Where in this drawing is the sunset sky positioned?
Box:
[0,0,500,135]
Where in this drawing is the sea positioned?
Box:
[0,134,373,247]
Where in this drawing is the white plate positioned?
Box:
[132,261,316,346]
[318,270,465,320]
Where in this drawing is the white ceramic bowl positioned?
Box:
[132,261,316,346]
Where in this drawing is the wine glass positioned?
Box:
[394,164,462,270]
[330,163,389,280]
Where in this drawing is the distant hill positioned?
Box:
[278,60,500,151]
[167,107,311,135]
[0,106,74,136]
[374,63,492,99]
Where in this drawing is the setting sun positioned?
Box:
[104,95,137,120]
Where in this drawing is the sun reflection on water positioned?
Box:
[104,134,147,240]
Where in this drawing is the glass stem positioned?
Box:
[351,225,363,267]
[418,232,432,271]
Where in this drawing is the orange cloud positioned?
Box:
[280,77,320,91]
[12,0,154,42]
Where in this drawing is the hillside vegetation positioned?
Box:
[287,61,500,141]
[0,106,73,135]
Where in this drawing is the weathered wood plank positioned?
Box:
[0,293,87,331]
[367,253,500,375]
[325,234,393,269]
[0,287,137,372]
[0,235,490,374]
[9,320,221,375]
* * *
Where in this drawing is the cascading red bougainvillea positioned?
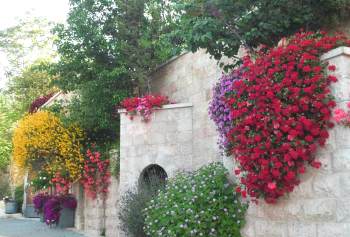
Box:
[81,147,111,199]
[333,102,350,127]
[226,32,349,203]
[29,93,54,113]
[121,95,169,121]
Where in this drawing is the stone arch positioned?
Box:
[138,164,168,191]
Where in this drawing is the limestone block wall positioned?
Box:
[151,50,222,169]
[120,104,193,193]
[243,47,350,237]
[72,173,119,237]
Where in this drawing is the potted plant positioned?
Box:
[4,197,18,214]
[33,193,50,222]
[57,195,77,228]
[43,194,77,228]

Task requirements: Please identify each line in the data above that contains the word "white", and copy those lines.

Solved problem:
Where in this drawing is the white plate positioned?
Where in this drawing is the white ceramic bowl positioned?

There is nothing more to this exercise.